Assignment: Report each line of the listing that carries the word "TARGET".

Source information:
+++

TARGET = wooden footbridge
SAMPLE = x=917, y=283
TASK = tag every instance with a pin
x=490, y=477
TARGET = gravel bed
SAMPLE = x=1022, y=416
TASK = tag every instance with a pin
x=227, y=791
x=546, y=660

+++

Response below:
TARGET = wooden footbridge
TARGET = gravel bed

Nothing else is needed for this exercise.